[Entries from an annotation dataset]

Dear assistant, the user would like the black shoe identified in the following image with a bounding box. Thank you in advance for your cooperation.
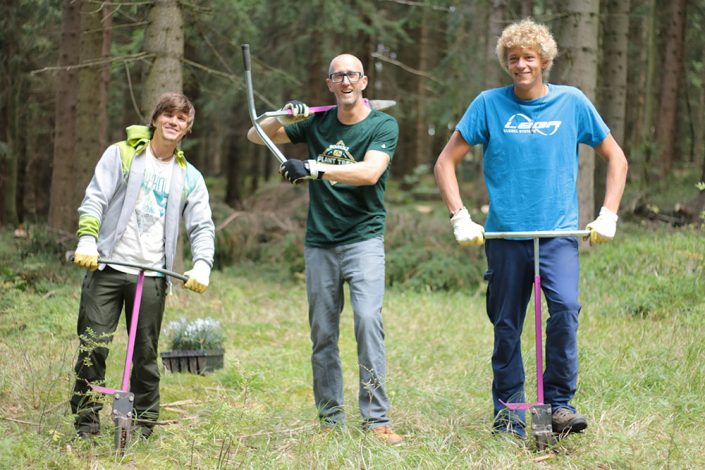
[73,430,100,444]
[133,424,154,439]
[492,414,526,440]
[551,408,587,434]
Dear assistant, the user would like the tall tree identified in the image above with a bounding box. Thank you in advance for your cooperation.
[72,2,108,211]
[142,0,184,114]
[142,0,184,272]
[552,0,600,227]
[656,0,687,176]
[484,0,509,88]
[595,0,629,209]
[49,0,82,232]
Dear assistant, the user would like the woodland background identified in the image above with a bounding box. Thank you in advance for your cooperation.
[0,0,705,237]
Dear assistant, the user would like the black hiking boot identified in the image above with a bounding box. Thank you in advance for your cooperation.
[551,408,587,434]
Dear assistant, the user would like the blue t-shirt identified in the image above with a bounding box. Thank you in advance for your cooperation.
[456,85,609,232]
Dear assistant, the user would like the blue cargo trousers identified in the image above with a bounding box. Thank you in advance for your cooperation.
[304,237,389,429]
[485,237,581,424]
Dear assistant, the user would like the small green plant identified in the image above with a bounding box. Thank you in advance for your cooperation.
[165,317,225,351]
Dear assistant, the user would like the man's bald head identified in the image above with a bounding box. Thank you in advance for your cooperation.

* _EXERCISE AIM_
Can you convert all the rows above into a Markdown table with the columns Line and Content, numbering each line and skipping blank lines? Leave the pictures out of the answer.

* _FULL SOLUTION_
| Line | Content |
|---|---|
| 1 | Dear assistant, the user would like the black shoe identified in the following image with a bounding box. Thank you in advance for your cooperation. |
| 2 | [73,430,100,444] |
| 3 | [133,424,154,439] |
| 4 | [492,414,526,440] |
| 5 | [551,408,587,434] |
| 6 | Dear assistant, the user would like the tall tree identified in the image above with a bounding box. Thank you in advance for your cooperation. |
| 7 | [72,2,108,211] |
| 8 | [142,0,184,114] |
| 9 | [142,0,184,272] |
| 10 | [552,0,600,227] |
| 11 | [656,0,687,176] |
| 12 | [484,0,509,88] |
| 13 | [595,0,629,209] |
| 14 | [49,0,82,232] |
| 15 | Dear assistant, the user would like the woodland background identified in the image above with a bounding box. Thank you in advance for your cooperation. |
| 16 | [0,0,705,237] |
| 17 | Dear assistant, the user would like the black hiking boot identified in the image above with a bounding box. Thank you in advance for your cooperation. |
| 18 | [551,408,587,434] |
| 19 | Dear assistant, the user would like the blue t-shirt identified in the image above with a bounding box. Thank you in advance for your cooperation. |
| 20 | [456,85,609,232] |
| 21 | Dear assistant, the user would like the blue cargo trousers identified in the image above with a bounding box. Thank you in advance for your cooperation. |
| 22 | [304,237,389,429] |
| 23 | [485,237,581,424] |
| 24 | Dear assistant, the user would like the small green plant identified in the image above with a bounding box. Thank you in advance for your cooperation. |
| 25 | [165,317,225,351] |
| 26 | Dear assistant, the user would like the man's bald head identified in the image above with a bounding box. Thank you in advance for your cooperation. |